▶ [SELECTION]
'''

Our Board of Directors has adopted independence standards that mirror the criteria specified by applicable laws and regulations of the SEC and the Listing Rules of Nasdaq.

Our Board of Directors has determined that all members of the board of directors, except Thomas Wagner and John K. Delaney, are independent directors, including for purposes of the rules and regulations of the SEC and Nasdaq. In making such independence determination, our board of directors considered the relationships that each non-employee director has with us and all other facts and circumstances that our board of directors deemed relevant in determining their independence, including the beneficial ownership of our capital stock by each non-employee director. In considering the independence of the directors listed above, our board of directors considered the association of our directors with the holders of more than 5% of our common stock. There are no family relationships among any of our directors or executive officers. Mr. Wagner is not an independent director under these rules because he is the Chief Executive Officer of the Company, and Mr. Delaney is not an independent director under these rules because he was the Chief Executive Officer of RAAC prior to the Business Combination.

 

Item 14.

Principal Accounting Fees and Services.

The following table shows the aggregate fees for professional services rendered to us by Grant Thornton LLP during the fiscal years ended December 31, 2022 and December 31, 2021.

 

     2022      2021  

Audit fees

   $ 565,048      $ 686,943  

Audit-related fees

     —          —    

Tax fees

     —          —    

All other fees

     —          —    

Total

   $ 565,048      $ 686,943  
  

 

 

    

 

 

 

 

(1)

Audit fees consist of fees for the audit of our annual financial statements, the review of our interim financial statements included in our Registrations Statements on Form S-4 and Form S-1 and fees related to the Business Combination, including comfort letters and consents.

(2)

'''

▶ [SOURCE DATA]
'''

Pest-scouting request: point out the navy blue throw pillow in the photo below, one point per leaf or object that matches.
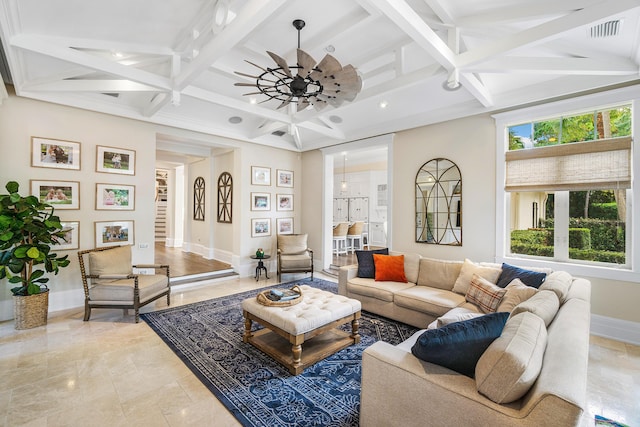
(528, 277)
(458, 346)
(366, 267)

'''

▶ [AIM OF THE EXERCISE] Please continue the excerpt on director independence and audit fees from the point where it ends. The listing has no connection to the excerpt on director independence and audit fees.

▶ [RIGHT ANSWER]
Audit-related fees consist of fees for assurance and related services that are reasonably related to the performance of audits or reviews of our financial statements and were not reported above under “Audit fees”.

(3)

Tax fees consist of fees for tax compliance, tax advice and tax planning.

(4)

There were no other fees for fiscal years 2022 and 2021.

Policy on Audit Committee pre-approval of audit and permissible non-audit services of independent auditor

Our audit committee has adopted policies and procedures relating to the approval of all audit and non-audit services that are to be performed by our independent registered public accounting firm. This policy provides that we will not engage our independent registered public accounting firm to render audit or non-audit services unless the service is specifically approved in advance by our audit committee or the engagement is entered into pursuant to the pre-approval procedure described below.

From time to time, our audit committee may pre-approve specified types of services that are expected to be provided to us by our independent registered public accounting firm during the subsequent 12 months. Any such pre-approval details the particular service or type of services to be provided and is also generally subject to a maximum dollar amount.

No services were provided to us by Grant Thornton LLP other than in accordance with the pre-approval policies and procedures described above since the adoption of those policies and procedures in 2022.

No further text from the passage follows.